Goal a >> In the dependency injection scopes excerpt, what happens to Prefab Scopes present in the scene during scene injection?

Resolution fallback	When a binding isn’t found in the current Scope, the injector climbs upward through parent Scopes until it finds one (or fails).
Scene Scope	Lives on a (non-prefab) scene GameObject. Can bind to any Component or Object in the scene or project folder, including prefabs.
Prefab Scope	Lives on a prefab. Can bind to any Component or Object in the prefab itself or project folder. Prefab Scopes present in the scene are skipped during scene injection, to keep the prefab self-contained. Need a scene reference inside a prefab? Use an InterfaceProxyObject ScriptableObject and inject that instead.
Scene vs Prefab Scope	Same Component but the DI system treats them as different contexts.

An example of how scoped resolution works (code below):

flowchart TD
  subgraph Editor
    PrefabDI["Prefab injection pass"]
    DI["Scene injection pass"]
  end

  subgraph Scene
    PrefabDI -->|Inject| UIScope["UIScope (Prefab)"]
    DI -->|Skip injection| UIScope
    DI -->|Inject| EnemyAudioService["Enemy.audioService (IAudioService)"]
    DI -->|Inject| EnemyAIController["Enemy.aiController (AIController)"]
    EnemyAudioService -->|"Try resolve IAudioService → Binding not found"| EnemyScope
    EnemyAIController -->|"Try resolve AIController → Binding found"| EnemyScope
    EnemyScope -->|"Try resolve IAudioService → Binding found"| RootScope
  end

Loading

⚠️ Last time I checked, Mermaid diagrams don’t render in the GitHub mobile app. Use a browser to view them properly.

Given information >>
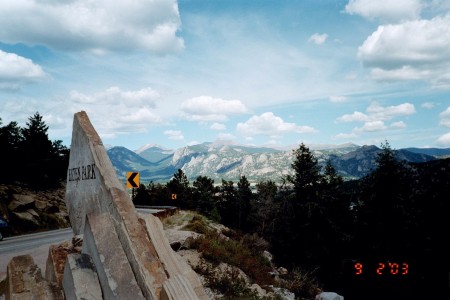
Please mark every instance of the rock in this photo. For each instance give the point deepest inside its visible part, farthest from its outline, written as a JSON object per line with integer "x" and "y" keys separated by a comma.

==

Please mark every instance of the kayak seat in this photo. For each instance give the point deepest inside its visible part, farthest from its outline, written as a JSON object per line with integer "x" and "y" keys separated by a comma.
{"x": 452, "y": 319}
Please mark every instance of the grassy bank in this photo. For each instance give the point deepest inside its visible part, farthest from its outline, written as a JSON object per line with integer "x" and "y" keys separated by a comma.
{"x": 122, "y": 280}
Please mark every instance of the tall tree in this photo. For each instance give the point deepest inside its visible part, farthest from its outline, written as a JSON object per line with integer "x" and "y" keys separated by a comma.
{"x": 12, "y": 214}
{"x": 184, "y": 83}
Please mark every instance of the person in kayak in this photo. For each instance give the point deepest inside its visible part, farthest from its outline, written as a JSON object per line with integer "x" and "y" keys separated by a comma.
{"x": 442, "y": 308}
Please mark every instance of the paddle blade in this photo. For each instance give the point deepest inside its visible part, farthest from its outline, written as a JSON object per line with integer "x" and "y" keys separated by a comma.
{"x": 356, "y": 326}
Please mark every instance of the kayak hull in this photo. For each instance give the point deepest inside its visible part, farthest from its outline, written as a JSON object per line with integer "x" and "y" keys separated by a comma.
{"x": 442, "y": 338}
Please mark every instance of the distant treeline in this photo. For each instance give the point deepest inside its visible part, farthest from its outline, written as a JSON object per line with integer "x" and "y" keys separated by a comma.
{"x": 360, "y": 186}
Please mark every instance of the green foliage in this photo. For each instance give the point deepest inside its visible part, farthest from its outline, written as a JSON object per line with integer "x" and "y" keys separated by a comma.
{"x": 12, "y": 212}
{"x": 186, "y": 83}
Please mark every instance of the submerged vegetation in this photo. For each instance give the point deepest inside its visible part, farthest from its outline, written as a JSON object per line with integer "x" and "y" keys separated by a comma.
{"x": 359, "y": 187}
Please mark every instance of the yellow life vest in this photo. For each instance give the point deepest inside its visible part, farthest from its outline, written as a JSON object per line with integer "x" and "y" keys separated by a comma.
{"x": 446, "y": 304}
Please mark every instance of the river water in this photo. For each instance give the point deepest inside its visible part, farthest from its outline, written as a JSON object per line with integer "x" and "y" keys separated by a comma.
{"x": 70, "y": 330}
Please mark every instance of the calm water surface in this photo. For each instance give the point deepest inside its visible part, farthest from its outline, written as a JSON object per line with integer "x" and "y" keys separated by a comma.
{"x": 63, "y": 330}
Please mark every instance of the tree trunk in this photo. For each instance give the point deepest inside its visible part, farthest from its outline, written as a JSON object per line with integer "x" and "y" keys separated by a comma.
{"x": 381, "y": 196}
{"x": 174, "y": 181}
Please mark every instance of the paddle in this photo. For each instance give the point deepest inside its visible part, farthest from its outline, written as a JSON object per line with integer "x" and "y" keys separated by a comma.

Goal b >> Rewrite only the records starting at the line containing "Please mark every instance of the distant" and ending at the line containing "Please mark every instance of the paddle in", with "outline" replaced by "boundary" and nothing else changed.

Worked answer a >> They are skipped, to keep the prefab self-contained.

Worked answer b >>
Please mark every instance of the distant treeline in this photo. For each instance give the point deepest inside its visible part, farthest from its boundary, written as a JSON object per line with integer "x" and "y" keys separated by a comma.
{"x": 360, "y": 186}
Please mark every instance of the green foliage in this photo. For each instance give the point deepest inside its visible part, farthest from its boundary, written as a JSON object per line with integer "x" and "y" keys separated by a comma.
{"x": 12, "y": 212}
{"x": 186, "y": 83}
Please mark every instance of the submerged vegetation in this photo. For each instance give the point deepest inside its visible part, farthest from its boundary, written as a JSON object per line with integer "x" and "y" keys separated by a comma.
{"x": 359, "y": 187}
Please mark every instance of the yellow life vest in this photo. For each instance give the point deepest inside its visible part, farthest from its boundary, written as a JSON object per line with integer "x" and "y" keys separated by a comma.
{"x": 446, "y": 304}
Please mark every instance of the river water in this photo. For each instance give the point deepest inside its visible part, farthest from its boundary, written as a JSON object per line with integer "x" and "y" keys separated by a comma.
{"x": 70, "y": 330}
Please mark every instance of the calm water surface in this photo. For each instance give the point deepest inside its visible part, farthest from its boundary, written as a JSON object per line with integer "x" and "y" keys separated by a comma.
{"x": 63, "y": 330}
Please mark every instance of the tree trunk in this photo. For each instance give the point deepest inside its visible part, farthest from its boundary, written as a JSON object per line with integer "x" and "y" keys separated by a comma.
{"x": 381, "y": 196}
{"x": 174, "y": 181}
Please mark every instance of the paddle in this photo. For each instance give the point deepest inside its visible part, farthest from its boundary, written as a JSON object per line with integer "x" and "y" keys separated by a comma.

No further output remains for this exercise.